— WRITTEN REQUEST —
The records below should be written out again, exactly.
___ PROVIDED DATA
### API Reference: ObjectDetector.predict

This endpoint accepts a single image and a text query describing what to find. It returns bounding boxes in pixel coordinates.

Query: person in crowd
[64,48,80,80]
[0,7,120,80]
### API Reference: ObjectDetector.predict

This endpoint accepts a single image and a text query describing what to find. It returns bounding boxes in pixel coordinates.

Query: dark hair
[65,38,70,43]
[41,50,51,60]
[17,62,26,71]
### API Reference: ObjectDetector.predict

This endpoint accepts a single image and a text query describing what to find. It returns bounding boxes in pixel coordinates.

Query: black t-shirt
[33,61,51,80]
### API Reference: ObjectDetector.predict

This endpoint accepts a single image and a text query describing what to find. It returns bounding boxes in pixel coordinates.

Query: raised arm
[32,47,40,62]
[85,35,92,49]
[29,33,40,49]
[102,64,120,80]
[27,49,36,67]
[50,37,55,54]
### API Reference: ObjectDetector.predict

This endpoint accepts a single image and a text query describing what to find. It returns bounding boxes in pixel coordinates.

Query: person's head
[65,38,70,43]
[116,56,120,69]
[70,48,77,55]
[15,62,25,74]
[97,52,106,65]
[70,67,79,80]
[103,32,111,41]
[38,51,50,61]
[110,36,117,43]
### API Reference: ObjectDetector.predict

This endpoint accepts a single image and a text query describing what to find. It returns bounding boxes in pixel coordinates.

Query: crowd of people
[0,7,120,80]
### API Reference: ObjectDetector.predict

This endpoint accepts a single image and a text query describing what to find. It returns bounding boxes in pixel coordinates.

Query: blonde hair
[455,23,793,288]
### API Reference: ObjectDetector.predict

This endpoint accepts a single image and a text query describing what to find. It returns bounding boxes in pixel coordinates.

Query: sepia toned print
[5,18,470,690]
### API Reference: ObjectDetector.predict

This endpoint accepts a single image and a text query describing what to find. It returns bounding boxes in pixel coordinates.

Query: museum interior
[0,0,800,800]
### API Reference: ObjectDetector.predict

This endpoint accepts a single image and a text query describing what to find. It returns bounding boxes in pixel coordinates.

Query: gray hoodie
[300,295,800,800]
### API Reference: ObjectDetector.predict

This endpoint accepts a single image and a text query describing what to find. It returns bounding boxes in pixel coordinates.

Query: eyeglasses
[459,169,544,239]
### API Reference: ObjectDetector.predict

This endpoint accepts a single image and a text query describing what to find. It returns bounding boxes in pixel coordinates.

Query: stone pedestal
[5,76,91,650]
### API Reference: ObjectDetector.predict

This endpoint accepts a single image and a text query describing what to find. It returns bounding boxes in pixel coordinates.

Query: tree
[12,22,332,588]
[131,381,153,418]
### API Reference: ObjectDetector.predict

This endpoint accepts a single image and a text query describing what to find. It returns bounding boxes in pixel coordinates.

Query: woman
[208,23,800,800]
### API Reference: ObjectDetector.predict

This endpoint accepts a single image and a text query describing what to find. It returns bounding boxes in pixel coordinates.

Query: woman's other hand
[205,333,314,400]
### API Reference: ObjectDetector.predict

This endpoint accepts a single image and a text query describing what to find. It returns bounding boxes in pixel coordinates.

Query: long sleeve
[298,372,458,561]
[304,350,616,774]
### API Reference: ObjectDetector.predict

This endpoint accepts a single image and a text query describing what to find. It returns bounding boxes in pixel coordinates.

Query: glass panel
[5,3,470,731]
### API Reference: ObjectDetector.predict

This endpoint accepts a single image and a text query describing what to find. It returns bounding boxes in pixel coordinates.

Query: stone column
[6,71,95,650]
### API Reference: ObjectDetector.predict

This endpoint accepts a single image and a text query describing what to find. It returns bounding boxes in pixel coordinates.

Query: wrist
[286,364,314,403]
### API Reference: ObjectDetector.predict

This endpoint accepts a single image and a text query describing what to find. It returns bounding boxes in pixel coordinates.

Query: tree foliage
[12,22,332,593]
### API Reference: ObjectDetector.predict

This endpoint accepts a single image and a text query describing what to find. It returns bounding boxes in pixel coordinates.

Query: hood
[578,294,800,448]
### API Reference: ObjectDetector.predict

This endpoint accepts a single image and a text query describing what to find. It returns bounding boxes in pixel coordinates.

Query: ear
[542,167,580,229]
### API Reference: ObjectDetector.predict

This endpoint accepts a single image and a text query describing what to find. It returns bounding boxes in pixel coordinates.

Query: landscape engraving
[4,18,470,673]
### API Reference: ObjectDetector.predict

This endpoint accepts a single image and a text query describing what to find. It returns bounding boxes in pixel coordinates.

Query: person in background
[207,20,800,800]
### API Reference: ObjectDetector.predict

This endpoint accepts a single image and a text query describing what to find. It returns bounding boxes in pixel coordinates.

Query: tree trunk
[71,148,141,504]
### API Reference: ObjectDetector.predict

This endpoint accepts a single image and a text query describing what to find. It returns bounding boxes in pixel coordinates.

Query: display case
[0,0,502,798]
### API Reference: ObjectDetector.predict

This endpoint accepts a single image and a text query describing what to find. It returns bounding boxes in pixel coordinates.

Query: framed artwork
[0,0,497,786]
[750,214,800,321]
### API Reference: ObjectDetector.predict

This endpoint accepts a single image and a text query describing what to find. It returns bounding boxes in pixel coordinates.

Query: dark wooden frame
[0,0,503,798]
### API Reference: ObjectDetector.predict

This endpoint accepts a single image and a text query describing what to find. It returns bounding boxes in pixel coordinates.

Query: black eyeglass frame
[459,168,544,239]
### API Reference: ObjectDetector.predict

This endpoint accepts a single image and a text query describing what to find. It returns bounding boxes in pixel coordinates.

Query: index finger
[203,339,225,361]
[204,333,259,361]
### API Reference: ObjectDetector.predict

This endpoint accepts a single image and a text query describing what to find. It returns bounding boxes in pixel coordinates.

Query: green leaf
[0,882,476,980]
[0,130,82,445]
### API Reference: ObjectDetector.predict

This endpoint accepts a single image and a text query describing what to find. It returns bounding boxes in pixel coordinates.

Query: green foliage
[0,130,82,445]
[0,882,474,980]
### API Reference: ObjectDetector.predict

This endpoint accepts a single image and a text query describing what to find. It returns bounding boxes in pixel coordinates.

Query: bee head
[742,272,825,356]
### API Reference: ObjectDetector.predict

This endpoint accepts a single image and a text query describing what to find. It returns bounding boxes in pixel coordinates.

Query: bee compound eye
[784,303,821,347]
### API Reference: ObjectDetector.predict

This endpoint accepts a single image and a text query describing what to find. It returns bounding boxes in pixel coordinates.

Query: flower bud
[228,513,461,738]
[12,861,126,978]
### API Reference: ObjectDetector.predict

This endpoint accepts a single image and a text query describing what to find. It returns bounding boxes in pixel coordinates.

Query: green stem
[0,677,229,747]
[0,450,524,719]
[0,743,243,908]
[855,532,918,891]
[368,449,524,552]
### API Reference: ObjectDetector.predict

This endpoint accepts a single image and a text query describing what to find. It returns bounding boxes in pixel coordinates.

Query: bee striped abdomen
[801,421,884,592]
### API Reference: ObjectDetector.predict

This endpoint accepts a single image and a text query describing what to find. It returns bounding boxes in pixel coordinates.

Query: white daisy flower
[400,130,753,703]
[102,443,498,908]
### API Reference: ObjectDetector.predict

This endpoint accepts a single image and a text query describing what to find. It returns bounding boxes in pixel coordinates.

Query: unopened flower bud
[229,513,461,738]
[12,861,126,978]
______
— REPLY TO THE EXERCISE —
### API Reference: ObjectDetector.predict

This endpoint accepts a single image and a text query describing what to find. It returns bounding boxes in pixel coordinates.

Query: person in crowd
[64,48,80,80]
[0,7,120,80]
### API Reference: ObjectDetector.predict

This endpoint accepts a single image and a text query describing what to find. It returns bounding boxes in pixel coordinates.

Query: dark hair
[65,38,70,43]
[41,50,51,60]
[17,62,26,71]
### API Reference: ObjectDetector.predict

This endpoint accepts a single image and a text query describing what to find. It returns bounding boxes in pixel coordinates.

Query: black t-shirt
[33,61,51,80]
### API Reference: ObjectDetector.predict

This endpoint accepts a single image and a text query describing what to find. It returns bounding boxes in pixel coordinates.

Query: raised arm
[32,47,40,62]
[85,35,92,49]
[29,33,40,49]
[102,64,120,80]
[27,49,36,67]
[50,37,55,54]
### API Reference: ObjectDetector.predict

This endpoint accepts a single image and a text query describing what to find. It returns bounding boxes in pixel coordinates.

Query: person's head
[65,38,70,43]
[116,56,120,69]
[70,48,77,55]
[15,62,25,74]
[97,52,106,65]
[70,67,79,80]
[103,32,111,41]
[38,51,50,61]
[110,36,117,43]
### API Reference: ObjectDetector.predict

This endpoint accepts a single image and a text query describing what to find. It returns bounding boxes in pixel coordinates.

Query: crowd of people
[0,7,120,80]
### API Reference: ObjectDetector.predict

This endpoint accepts a single image and a text query describing what to find. It returns bounding boxes in pixel coordinates.

Query: blonde hair
[455,23,793,288]
### API Reference: ObjectDetector.predict

This endpoint accepts a single image and a text query describing what to find. It returns bounding boxes in pixel coordinates.

Query: sepia toned print
[5,18,470,690]
### API Reference: ObjectDetector.predict

This endpoint accepts a single image and a text query describing what to find. It returns bounding boxes in pixel coordinates.

Query: museum interior
[0,0,800,800]
### API Reference: ObjectDetector.predict

This endpoint accepts a single image and a text query describing what to find. It returns bounding boxes in pixel coordinates.

Query: gray hoodie
[300,295,800,800]
### API Reference: ObjectDetector.predict

This endpoint accepts a single image and a text query describing what to find. It returns bounding boxes in pixel coordinates.

Query: eyeglasses
[459,169,544,239]
### API Reference: ObjectDetector.predict

This endpoint accepts a single image and a text query describing what to find. It returns bounding boxes in pixel coordinates.

Query: stone pedestal
[5,76,91,650]
### API Reference: ObjectDetector.predict

This endpoint accepts a single image and a text query describing what to find. It returns bounding boxes in pixel coordinates.

Query: tree
[12,22,332,588]
[131,381,153,418]
### API Reference: ObjectDetector.predict

This endpoint accepts a single image and a text query describing what to find. It returns bounding boxes in pixel coordinates.

Query: woman
[208,23,800,800]
### API Reference: ObjectDetector.predict

This endpoint accepts a single image and a text query describing what to find. It returns bounding boxes in pixel coordinates.

Query: woman's other hand
[205,333,314,400]
### API Reference: ObjectDetector.predict

This endpoint accepts a single image and a text query describing what to find. It returns bounding boxes in pixel coordinates.

Query: long sleeve
[298,372,458,561]
[304,350,616,774]
### API Reference: ObjectDetector.predict

This endpoint accepts a single image and a text query describing what to find. It returns bounding boxes in pixel coordinates.

Query: glass panel
[5,3,470,731]
### API Reference: ObjectDetector.predict

This endpoint accepts a single image and a text query describing what to find. It returns bounding boxes in pixel coordinates.

Query: stone column
[6,71,95,650]
### API Reference: ObjectDetector.predict

This endpoint accepts a single image and a text query describing what to find. It returns bounding boxes in pixel coordinates.

Query: wrist
[286,364,314,403]
### API Reference: ObjectDetector.predict

This endpoint accepts a single image and a text query describing what to find. It returns bounding boxes in pixel coordinates.

Query: tree foliage
[12,22,332,593]
### API Reference: ObjectDetector.predict

This endpoint accepts a single image and a text query describing what to find. It returns bounding boxes in pixel coordinates.

Query: hood
[578,294,800,448]
### API Reference: ObjectDetector.predict

This endpoint accepts a single image and a text query describing what to find. It returns bounding boxes in pixel coordinates.

Query: ear
[542,167,580,229]
### API Reference: ObjectDetector.predict

This endpoint accepts a single image and a text query describing what to find. It returns bounding boxes in pixel coordinates.

Query: landscape engraving
[4,18,470,673]
### API Reference: ObjectDetector.predict

This endpoint accepts a single image and a text query describing what to find. It returns bounding boxes in pixel coordinates.

Query: person in background
[207,20,800,800]
### API Reference: ObjectDetector.predict

This endpoint accepts a single image and a text query describing what to find. It returns bounding boxes in pixel coordinates.

Query: tree trunk
[71,148,141,504]
### API Reference: ObjectDetector.predict

This endpoint accepts a single image and a text query describing what to find. It returns bounding boxes in pixel coordinates.

Query: display case
[0,0,502,798]
### API Reference: ObjectDetector.predict

This endpoint accepts a single image and a text query describing what to find. It returns bounding boxes in pixel coordinates.

Query: framed artwork
[0,0,497,786]
[750,214,800,321]
### API Reference: ObjectDetector.predict

This endpoint accepts a single image and a text query describing what to find. It returns bounding boxes in pixel coordinates.

Query: dark wooden frame
[0,0,503,798]
### API Reference: ObjectDetector.predict

This endpoint accepts a single image and a text query describing what to find. It returns bounding boxes in pixel coordinates.

Query: black eyeglass frame
[459,168,544,239]
### API Reference: ObjectDetector.predict

This endpoint accepts a single image and a text query describing what to find. It returns bounding boxes in pixel coordinates.

Query: index finger
[203,339,225,361]
[204,333,259,361]
### API Reference: ObjectDetector.predict

This endpoint accepts a single image and a text query describing what to find. It returns bounding boxes in pixel coordinates.

Query: green leaf
[0,882,476,980]
[0,130,82,445]
### API Reference: ObjectDetector.predict

This endpoint accepts a single image and a text query describing what to find. It returns bounding boxes in pixel coordinates.

Query: green foliage
[0,130,82,445]
[0,882,474,980]
### API Reference: ObjectDetector.predict

This endpoint accepts a single image and a text query describing what to find. It returns bounding boxes in pixel coordinates.

Query: bee head
[742,272,825,356]
### API Reference: ObjectDetector.predict

This endpoint accepts a single image and a text query describing what to find. It returns bounding boxes in pixel coordinates.

Query: bee compound eye
[784,303,821,347]
### API Reference: ObjectDetector.predict

This endpoint accepts a single image and a text query describing what to find. It returns bounding boxes in pixel coordinates.

Query: flower bud
[228,513,461,738]
[12,861,126,978]
### API Reference: ObjectDetector.predict

This endpoint accepts a single image and a text query describing what to find. It returns bounding boxes in pixel coordinates.

Query: green stem
[0,677,229,747]
[0,450,524,719]
[0,743,243,908]
[855,532,918,891]
[368,449,524,552]
### API Reference: ObjectDetector.predict

This endpoint accepts a single image and a text query describing what to find. It returns bounding boxes in pixel coordinates.

Query: bee striped abdomen
[801,421,884,592]
### API Reference: ObjectDetector.predict

This endpoint accepts a single image and a text query describing what to find. It returns bounding boxes in pixel coordinates.

Query: white daisy flower
[400,130,753,703]
[102,443,498,908]
### API Reference: ObjectDetector.predict

This endpoint accepts a single image and a text query describing what to find. It returns bounding boxes in pixel coordinates.

Query: unopened flower bud
[229,513,461,738]
[12,861,126,978]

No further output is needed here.